Aufgaben:
**a)** Zitieren Sie aus dem Text zur Fotoausstellung alles von „Die Art und“ bis hinunter zu „anderen obscuren Situationen.“.
**b)** Erklären Sie anhand des Textes zur Fotoausstellung in ein bis drei Sätzen, warum bei den Arbeiten von Guy Oberson die Fotografie wieder ins Zentrum rückt, obwohl dort die Malerei im Vordergrund steht.

Textauszug:

--

1975 veröffentliche Garry Winogrand das Buch "Women are Beautiful." Als Dokumentarfotograf konnte er, während seiner ganzen Karriere, das amerikanische Leben ausführlich studieren. Besonders das bunte Treiben auf den Strassen New Yorks – seiner Heimatstadt – fesselte seine Aufmerksamkeit. In den 60er Jahren verewigte er den grossstädtischen Trubel New Yorks. Während seinen Streifzügen im Park, beim Einkaufen, bei Abendveranstaltungen oder politischen Demonstrationen richtete er sein Objektiv auf Frauen, denen er zufällig begegnete – immer anonym. Diese Aufnahmen zeigen die Geschichte einer Gesellschaft, die sich aufgrund der sexuellen Revolution und des aufkommenden Feminismus in einer Umbruchphase befand.
Die Art und Weise der Präsentation führt die Besucher und Besucherinnen mitten in das grossstädtische Treiben New Yorks. Wer Grossstädte nicht kennt hat den Eindruck, dass er von der Menge und Vielfalt erdrückt wird.
Auch Todd Hido zeichnet mit "In the vicinity of narrative" ein Bild des amerikanischen Lebens. Die Bilder wirken anziehend wie irritierend. Er zeigt Aussenperspektiven von Häusern, verwahrloste Innenräume, verschwommene Landschaften und immer wieder Frauen in Motelzimmern, hinter Autoscheiben oder in anderen obscuren Situationen.
Die Fotografien wirken zum Teil wie Standbilder aus Filmen und lässt die Betrachter und Betrachterinnen die Filme vor dem inneren Auge weiterspinnen. Die grosszügige Hängung versetzt einen in weite und menschenleere Gegenden, die einen schier einen kalten Schauer spüren lassen.
Neben den Fotografien von Garry Winogrand und Todd Hido ist eine eindrückliche Videoinstallation von Thibault Brunet zu sehen. In "Territoires circonscrits" zeigt er real existierende Orte. Leica Geosystems hat ihm einen 3D-Scanner zur Verfügung gestellt, mit dem er die Umgebung in 360° aufgenommen hat. Er lässt einen durch Landschaften und Räume wandern – Faszination pur, wenn man sich darauf einlässt und die Installation im Loop einige Male auf sich wirken lässt.
Mit den Arbeiten von Guy Oberson steht die Fotografie nicht im Vordergrund, sondern die Malerei. Dennoch rückt die Fotogarafie wieder ins Zentrum, wenn man weiss, dass Oberson diese zur Vorlage genommen hat. Die grösste Inspiration schöpft er aus den Fotografien von Diane Arbus und Robert Mappelthorpe. Seine Zeichnungen – vornehmlich mit Zeichenschiefer – wirken wie Enthüllungen und lassen in die Intimität von Personen eintauchen, die Oberson mit Hilfe ihrer Kleidung, ihrer Aufmachung oder ihrer Rückzugsorte erschliesst.

--

Vorliegende Einträge:
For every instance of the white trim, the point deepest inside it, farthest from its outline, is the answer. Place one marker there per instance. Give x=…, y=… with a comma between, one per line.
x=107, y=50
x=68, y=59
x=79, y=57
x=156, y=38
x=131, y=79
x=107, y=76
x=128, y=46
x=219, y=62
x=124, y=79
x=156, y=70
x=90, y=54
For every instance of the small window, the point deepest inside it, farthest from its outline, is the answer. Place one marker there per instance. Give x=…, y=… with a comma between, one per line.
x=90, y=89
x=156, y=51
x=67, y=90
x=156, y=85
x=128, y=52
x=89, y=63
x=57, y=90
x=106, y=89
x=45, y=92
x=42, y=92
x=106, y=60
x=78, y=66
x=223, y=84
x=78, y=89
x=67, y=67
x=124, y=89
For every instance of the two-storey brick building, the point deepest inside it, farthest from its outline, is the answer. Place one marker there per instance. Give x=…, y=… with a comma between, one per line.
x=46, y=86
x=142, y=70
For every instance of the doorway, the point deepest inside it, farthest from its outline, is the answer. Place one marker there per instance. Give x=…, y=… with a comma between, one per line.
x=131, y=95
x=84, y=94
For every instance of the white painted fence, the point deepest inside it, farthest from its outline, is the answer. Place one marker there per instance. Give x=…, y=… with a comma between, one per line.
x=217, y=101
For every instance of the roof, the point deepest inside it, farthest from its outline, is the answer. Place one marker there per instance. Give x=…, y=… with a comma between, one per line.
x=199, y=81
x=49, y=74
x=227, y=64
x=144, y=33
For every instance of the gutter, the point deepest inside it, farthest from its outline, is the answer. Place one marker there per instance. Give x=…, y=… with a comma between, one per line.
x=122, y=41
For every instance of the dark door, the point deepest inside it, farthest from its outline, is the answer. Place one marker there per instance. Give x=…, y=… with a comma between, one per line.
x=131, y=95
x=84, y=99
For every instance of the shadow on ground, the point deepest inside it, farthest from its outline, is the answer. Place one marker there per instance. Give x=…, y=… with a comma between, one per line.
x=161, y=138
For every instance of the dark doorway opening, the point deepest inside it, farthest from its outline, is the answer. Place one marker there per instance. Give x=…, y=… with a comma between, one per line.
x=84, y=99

--

Lösungen:
**a)**
Die Art und Weise der Präsentation führt die Besucher und Besucherinnen mitten in das grossstädtische Treiben New Yorks. Wer Grossstädte nicht kennt hat den Eindruck, dass er von der Menge und Vielfalt erdrückt wird.
Auch Todd Hido zeichnet mit "In the vicinity of narrative" ein Bild des amerikanischen Lebens. Die Bilder wirken anziehend wie irritierend. Er zeigt Aussenperspektiven von Häusern, verwahrloste Innenräume, verschwommene Landschaften und immer wieder Frauen in Motelzimmern, hinter Autoscheiben oder in anderen obscuren Situationen.

**b)** Bei Guy Oberson steht zwar die Malerei im Vordergrund. Die Fotografie rückt trotzdem wieder ins Zentrum, weil Oberson Fotografien als Vorlage für seine Arbeiten genommen hat.